EXERCISE AIM => Write out each of the entries below verbatim, without changing any line.

Entries from a dataset
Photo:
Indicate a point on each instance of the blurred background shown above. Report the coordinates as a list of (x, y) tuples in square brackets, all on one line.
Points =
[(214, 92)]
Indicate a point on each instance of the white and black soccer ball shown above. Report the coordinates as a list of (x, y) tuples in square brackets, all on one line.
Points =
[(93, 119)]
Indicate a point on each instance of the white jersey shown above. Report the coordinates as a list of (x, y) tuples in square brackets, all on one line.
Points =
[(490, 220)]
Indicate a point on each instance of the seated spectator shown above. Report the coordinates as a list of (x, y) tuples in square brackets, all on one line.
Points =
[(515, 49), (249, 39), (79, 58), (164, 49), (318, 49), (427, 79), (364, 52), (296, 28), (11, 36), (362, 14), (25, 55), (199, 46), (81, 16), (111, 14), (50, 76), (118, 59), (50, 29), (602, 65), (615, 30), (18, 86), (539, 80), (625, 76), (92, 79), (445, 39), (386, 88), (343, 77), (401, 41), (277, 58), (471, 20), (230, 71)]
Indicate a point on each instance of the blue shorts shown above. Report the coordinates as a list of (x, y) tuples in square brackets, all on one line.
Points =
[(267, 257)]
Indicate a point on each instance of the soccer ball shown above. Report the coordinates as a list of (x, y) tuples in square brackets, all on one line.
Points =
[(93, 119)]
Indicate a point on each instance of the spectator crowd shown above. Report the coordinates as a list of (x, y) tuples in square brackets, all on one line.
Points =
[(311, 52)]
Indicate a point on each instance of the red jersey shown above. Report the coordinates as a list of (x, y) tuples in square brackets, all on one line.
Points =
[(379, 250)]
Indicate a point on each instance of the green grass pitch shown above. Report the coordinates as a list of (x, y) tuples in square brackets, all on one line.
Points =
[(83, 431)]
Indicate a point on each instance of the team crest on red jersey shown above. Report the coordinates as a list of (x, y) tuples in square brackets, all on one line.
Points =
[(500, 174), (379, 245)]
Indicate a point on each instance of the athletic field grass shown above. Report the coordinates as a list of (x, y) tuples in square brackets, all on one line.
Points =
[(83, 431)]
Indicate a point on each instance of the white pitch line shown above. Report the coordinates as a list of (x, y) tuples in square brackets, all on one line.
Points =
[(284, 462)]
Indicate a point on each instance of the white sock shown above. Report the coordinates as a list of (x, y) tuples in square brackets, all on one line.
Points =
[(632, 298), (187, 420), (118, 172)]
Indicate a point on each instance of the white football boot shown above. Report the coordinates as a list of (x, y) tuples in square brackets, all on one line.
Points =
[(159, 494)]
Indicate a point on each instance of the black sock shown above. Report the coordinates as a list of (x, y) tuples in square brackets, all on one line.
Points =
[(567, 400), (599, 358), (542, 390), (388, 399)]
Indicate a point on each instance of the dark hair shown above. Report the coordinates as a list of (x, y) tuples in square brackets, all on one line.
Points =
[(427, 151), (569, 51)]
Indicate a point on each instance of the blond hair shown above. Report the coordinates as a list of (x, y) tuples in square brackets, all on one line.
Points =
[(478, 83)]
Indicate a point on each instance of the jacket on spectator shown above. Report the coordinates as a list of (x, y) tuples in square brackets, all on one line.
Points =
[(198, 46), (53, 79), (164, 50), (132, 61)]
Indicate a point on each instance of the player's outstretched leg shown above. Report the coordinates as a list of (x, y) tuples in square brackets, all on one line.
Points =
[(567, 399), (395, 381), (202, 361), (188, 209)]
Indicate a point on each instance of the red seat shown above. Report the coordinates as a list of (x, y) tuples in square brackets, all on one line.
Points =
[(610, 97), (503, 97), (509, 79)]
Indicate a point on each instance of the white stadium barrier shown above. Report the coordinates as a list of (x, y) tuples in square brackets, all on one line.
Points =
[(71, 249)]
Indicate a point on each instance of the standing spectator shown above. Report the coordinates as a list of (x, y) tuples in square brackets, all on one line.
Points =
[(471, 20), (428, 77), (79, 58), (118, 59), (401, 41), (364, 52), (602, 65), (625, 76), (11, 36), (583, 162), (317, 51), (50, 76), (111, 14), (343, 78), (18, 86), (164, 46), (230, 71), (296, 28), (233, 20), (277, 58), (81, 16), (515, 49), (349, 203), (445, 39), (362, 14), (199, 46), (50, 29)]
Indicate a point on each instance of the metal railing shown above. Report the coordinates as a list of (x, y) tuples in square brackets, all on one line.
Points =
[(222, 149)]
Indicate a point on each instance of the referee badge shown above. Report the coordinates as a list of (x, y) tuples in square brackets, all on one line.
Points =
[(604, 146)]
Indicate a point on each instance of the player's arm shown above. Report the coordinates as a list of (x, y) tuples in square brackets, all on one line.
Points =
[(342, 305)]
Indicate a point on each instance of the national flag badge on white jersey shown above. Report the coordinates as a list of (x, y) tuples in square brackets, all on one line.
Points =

TASK RESPONSE =>
Photo:
Indicate a point on each instance of the blurred background shown above. Report the coordinates as a list of (x, y) tuples in square brackets, all on one line.
Points =
[(214, 92)]
Indicate a point on each instance of the white and black soccer ball shown above. Report the coordinates as a list of (x, y) tuples in square brackets, all on one line.
Points =
[(93, 119)]
Indicate a point on each instance of the white jersey shown above. Report the coordinates as a list of (x, y) tuples in square brackets, all on one line.
Points =
[(490, 220)]
Indicate a point on each instance of the seated spectator shown above. Report the coordinates as a list of (x, y) tuples in square brackets, all on one line.
Points =
[(515, 49), (249, 39), (79, 58), (164, 49), (318, 49), (427, 79), (364, 52), (296, 28), (11, 36), (362, 14), (25, 55), (199, 46), (81, 16), (111, 14), (50, 76), (118, 59), (50, 29), (602, 65), (615, 30), (18, 86), (539, 80), (625, 76), (92, 79), (445, 39), (386, 88), (343, 77), (401, 41), (277, 58), (471, 20), (230, 71)]
Indicate a point on each instance of the blue shorts shown above. Report the coordinates as a list of (x, y) tuples in square brackets, all on one line.
Points =
[(267, 257)]
Indicate a point on each instance of the soccer ball shown above. Report the coordinates as a list of (x, y) tuples in square brackets, all on one line.
Points =
[(93, 119)]
Indicate a point on each instance of the spectator crowd shown above. Report the coordinates as a list of (x, y) tuples in square brackets, all on one line.
Points =
[(311, 52)]
Indicate a point on each instance of the red jersey shown above. Report the coordinates as a list of (x, y) tuples in square brackets, all on one line.
Points =
[(379, 250)]
Indicate a point on each instance of the green grass pitch shown above. Report the coordinates as a list of (x, y) tuples in square brackets, all on one line.
Points =
[(83, 431)]
Indicate a point on each instance of the team crest on red jersey shown above. Report the coordinates as a list of (x, y) tuples in square brackets, all on one line.
Points =
[(500, 174), (379, 245)]
Indicate a point on each instance of the athletic field grass shown above. Report the coordinates as a list of (x, y) tuples in square brackets, all on one line.
Points =
[(83, 431)]
Indicate a point on each instance of the white pitch line shown above. Report the coordinates as a list of (x, y) tuples in square brackets, all on one line.
Points =
[(284, 462)]
Indicate a point on each instance of the white sock shown above. Report the coordinates as a list of (x, y) tuples in square brackets, all on one line.
Points =
[(632, 298), (187, 420), (118, 172)]
Indicate a point on each instance of the white football boot shown above. Report the coordinates as a list of (x, y) tuples in square brackets, all on one line.
Points =
[(159, 494)]
Indicate a point on each instance of the black sock shown above. Report the coordinates as a list of (x, y) tuples in square brackets, all on one line.
Points =
[(567, 400), (599, 358), (542, 390), (388, 399)]
Indicate a point on each instance of the dark hair shown above. Report the coordinates as a list of (x, y) tuples in square brackets, all on one line.
Points =
[(427, 151), (569, 51)]
Indicate a point on each instance of the blond hair shown above. Report the coordinates as a list of (x, y) tuples in square brackets, all on one line.
Points =
[(478, 83)]
Indicate a point on each instance of the jacket on spectator shown above. Report the coordinates as a list of (x, y) tuples in square brackets, all on one line.
Points =
[(198, 46), (53, 79), (164, 50), (132, 61)]
Indicate a point on each instance of the player's outstretched leg shown above. Report the coordinates as a list of (x, y) tuples in square brackets, all on one line.
Points =
[(567, 399), (395, 381), (202, 361), (188, 209)]
Indicate a point on each instance of the red seat shown above. Report the coordinates as a list of (x, y) tuples in square brackets, all on one line.
Points =
[(610, 97), (503, 97), (509, 79)]
Indicate a point on each instance of the white stadium barrier shown above. Report the coordinates as a list of (x, y) tuples in square brackets, all on one line.
Points =
[(71, 249)]
Indicate a point on each instance of the standing spectator shown above. Report the coordinates as a list of (x, y) tuples in square brackets, all on one line.
Points =
[(471, 20), (428, 77), (79, 58), (118, 59), (401, 41), (364, 52), (602, 65), (625, 76), (11, 36), (583, 162), (317, 51), (50, 76), (111, 14), (343, 78), (18, 86), (164, 46), (230, 71), (296, 28), (233, 20), (277, 58), (81, 16), (515, 49), (349, 203), (445, 39), (362, 14), (199, 46), (50, 29)]
Indicate a point on each instance of the metal railing shown above. Report the coordinates as a list of (x, y) tuples in square brackets, all on one line.
Points =
[(222, 149)]
Indicate a point on each instance of the referee badge shown above. Report the coordinates as a list of (x, y) tuples in square brackets, all on one line.
Points =
[(604, 146)]
Indicate a point on each instance of the player's arm shown above. Report the coordinates as a list of (x, y) tuples in square brackets, all on one line.
Points =
[(342, 305)]
Indicate a point on each instance of the national flag badge on white jersey shown above. Report the coordinates as a list of (x, y) tuples in square brackets, all on one line.
Points =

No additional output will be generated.